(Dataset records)
»»

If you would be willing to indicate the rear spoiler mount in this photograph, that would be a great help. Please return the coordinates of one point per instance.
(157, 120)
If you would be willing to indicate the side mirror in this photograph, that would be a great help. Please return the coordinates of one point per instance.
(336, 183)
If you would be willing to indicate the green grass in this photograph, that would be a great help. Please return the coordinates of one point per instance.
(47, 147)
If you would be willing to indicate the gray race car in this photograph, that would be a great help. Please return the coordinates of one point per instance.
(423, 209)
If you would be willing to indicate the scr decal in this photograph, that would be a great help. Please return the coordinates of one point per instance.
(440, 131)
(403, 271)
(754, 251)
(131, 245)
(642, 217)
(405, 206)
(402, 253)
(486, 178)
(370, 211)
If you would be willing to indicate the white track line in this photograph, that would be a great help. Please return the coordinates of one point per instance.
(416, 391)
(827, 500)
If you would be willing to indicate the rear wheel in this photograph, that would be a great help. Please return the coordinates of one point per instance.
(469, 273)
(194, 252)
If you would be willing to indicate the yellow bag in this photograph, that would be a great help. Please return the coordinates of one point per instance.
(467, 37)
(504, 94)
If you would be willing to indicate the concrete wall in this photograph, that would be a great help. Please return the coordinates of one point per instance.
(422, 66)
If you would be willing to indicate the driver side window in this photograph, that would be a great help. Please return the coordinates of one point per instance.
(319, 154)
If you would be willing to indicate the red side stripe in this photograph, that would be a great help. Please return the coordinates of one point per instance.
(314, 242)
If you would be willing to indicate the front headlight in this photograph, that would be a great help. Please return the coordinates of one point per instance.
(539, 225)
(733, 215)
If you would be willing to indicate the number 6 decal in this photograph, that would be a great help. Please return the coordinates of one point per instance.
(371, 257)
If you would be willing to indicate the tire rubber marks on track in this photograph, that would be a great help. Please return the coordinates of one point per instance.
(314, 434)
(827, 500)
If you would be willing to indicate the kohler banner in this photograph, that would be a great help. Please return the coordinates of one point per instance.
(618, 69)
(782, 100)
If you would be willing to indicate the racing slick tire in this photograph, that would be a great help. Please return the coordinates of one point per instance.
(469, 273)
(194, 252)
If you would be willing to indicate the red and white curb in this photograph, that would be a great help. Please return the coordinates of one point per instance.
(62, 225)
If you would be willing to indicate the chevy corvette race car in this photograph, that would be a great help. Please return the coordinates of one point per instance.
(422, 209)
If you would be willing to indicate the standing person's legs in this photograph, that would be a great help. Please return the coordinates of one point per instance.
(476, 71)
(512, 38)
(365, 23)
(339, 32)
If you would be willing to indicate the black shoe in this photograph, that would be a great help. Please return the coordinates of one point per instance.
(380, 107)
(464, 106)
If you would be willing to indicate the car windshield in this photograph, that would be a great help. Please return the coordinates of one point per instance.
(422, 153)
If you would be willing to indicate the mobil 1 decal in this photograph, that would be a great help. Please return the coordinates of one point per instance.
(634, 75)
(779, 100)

««

(Problem description) Starting at the line that contains "If you would be willing to indicate the racing" and continuing through the last line of the records above, rewrite those lines as a numbered list, skipping any blank lines.

(Expected answer)
1. If you would be willing to indicate the racing slick tire in this photograph, that would be a great help. Please return the coordinates of one point per instance.
2. (469, 273)
3. (194, 252)
4. If you would be willing to indicate the red and white curb in this photograph, that would be a great help. Please return the coordinates of one point per instance.
5. (62, 225)
6. If you would be willing to indicate the chevy corvette race car in this photograph, that would be a great help. Please return the coordinates of one point per instance.
7. (422, 209)
8. If you would be willing to indicate the standing person's legs in this photograph, that would be a great help. Please return the coordinates of one point per instance.
9. (476, 71)
10. (512, 38)
11. (365, 23)
12. (339, 32)
13. If you would be willing to indicate the black shoe in this photograph, that would be a great help. Please return the coordinates of one point per instance.
14. (380, 107)
15. (464, 106)
16. If you would be willing to indicate the car windshield in this photograph, that would be a great help. Please return the coordinates of one point per instance.
17. (422, 153)
18. If you would be willing to indicate the mobil 1 decal in this photograph, that would be a great help. Please return the coordinates of one point per instance.
19. (634, 75)
20. (779, 100)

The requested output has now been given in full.